→ WORK INSTRUCTIONS
Pick out each line of the material below that contains the string "handle" and copy those lines. Case matters.

------------------------

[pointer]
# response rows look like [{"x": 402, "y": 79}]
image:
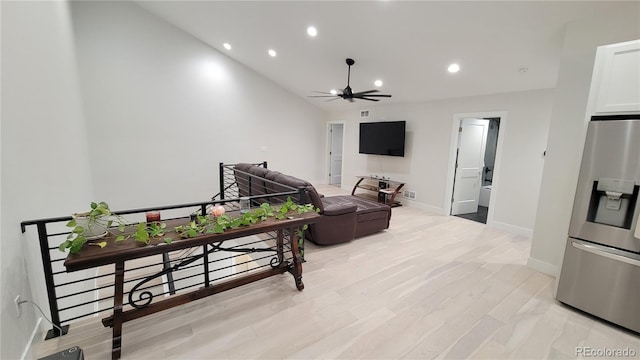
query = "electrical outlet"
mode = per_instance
[
  {"x": 409, "y": 194},
  {"x": 17, "y": 302}
]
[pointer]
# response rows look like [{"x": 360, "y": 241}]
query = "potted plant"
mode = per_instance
[{"x": 90, "y": 225}]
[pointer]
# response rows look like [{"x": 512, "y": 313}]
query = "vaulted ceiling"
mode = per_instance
[{"x": 501, "y": 46}]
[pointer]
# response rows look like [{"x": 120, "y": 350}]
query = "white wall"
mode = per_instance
[
  {"x": 163, "y": 109},
  {"x": 568, "y": 128},
  {"x": 425, "y": 165},
  {"x": 45, "y": 169}
]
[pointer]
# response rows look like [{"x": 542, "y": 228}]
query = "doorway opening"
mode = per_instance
[
  {"x": 475, "y": 166},
  {"x": 336, "y": 139}
]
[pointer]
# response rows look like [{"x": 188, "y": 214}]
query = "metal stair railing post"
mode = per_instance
[{"x": 51, "y": 287}]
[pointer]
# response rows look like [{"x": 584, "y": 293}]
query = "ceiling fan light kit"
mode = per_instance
[{"x": 347, "y": 92}]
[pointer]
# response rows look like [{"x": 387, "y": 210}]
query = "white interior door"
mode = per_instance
[
  {"x": 335, "y": 154},
  {"x": 472, "y": 140}
]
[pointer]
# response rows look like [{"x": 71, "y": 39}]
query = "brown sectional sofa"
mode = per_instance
[{"x": 344, "y": 217}]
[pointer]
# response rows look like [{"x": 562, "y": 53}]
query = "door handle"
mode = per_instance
[{"x": 601, "y": 251}]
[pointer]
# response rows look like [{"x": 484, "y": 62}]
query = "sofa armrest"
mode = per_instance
[{"x": 339, "y": 208}]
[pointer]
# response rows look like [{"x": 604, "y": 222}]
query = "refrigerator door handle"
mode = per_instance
[{"x": 601, "y": 251}]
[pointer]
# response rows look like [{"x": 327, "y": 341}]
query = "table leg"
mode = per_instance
[
  {"x": 117, "y": 310},
  {"x": 296, "y": 267},
  {"x": 280, "y": 246}
]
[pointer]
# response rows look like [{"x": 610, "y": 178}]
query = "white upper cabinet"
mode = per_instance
[{"x": 617, "y": 78}]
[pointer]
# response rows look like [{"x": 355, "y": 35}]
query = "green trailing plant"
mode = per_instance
[
  {"x": 101, "y": 217},
  {"x": 208, "y": 225}
]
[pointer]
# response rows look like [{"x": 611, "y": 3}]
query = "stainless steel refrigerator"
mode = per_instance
[{"x": 601, "y": 268}]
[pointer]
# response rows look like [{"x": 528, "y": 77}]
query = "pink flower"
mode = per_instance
[{"x": 217, "y": 210}]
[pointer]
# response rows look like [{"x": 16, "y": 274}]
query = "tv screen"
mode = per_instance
[{"x": 382, "y": 138}]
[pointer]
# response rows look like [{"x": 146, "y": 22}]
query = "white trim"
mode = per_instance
[
  {"x": 27, "y": 349},
  {"x": 452, "y": 159},
  {"x": 543, "y": 267},
  {"x": 517, "y": 230},
  {"x": 422, "y": 206},
  {"x": 327, "y": 146}
]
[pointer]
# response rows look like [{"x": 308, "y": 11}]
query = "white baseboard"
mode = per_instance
[
  {"x": 27, "y": 349},
  {"x": 528, "y": 233},
  {"x": 422, "y": 206},
  {"x": 543, "y": 267}
]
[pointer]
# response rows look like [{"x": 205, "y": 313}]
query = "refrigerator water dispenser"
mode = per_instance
[{"x": 612, "y": 202}]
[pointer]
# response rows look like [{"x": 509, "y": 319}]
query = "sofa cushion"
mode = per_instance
[{"x": 337, "y": 206}]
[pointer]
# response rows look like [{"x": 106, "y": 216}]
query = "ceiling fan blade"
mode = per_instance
[
  {"x": 379, "y": 95},
  {"x": 364, "y": 92}
]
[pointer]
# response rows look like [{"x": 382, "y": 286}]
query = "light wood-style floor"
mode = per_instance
[{"x": 430, "y": 286}]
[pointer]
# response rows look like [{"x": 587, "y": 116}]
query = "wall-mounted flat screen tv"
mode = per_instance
[{"x": 382, "y": 138}]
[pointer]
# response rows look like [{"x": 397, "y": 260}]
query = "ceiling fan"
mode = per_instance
[{"x": 348, "y": 94}]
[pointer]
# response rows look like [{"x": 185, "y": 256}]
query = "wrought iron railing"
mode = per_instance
[{"x": 72, "y": 297}]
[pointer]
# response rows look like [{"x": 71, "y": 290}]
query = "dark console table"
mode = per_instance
[
  {"x": 118, "y": 252},
  {"x": 382, "y": 190}
]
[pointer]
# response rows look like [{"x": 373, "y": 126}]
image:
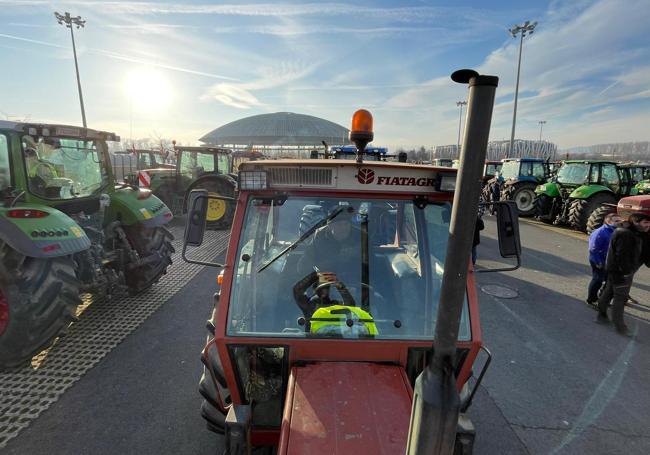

------------------------

→ RESULT OF THE TASK
query = "door handle"
query = "refrigerator door handle"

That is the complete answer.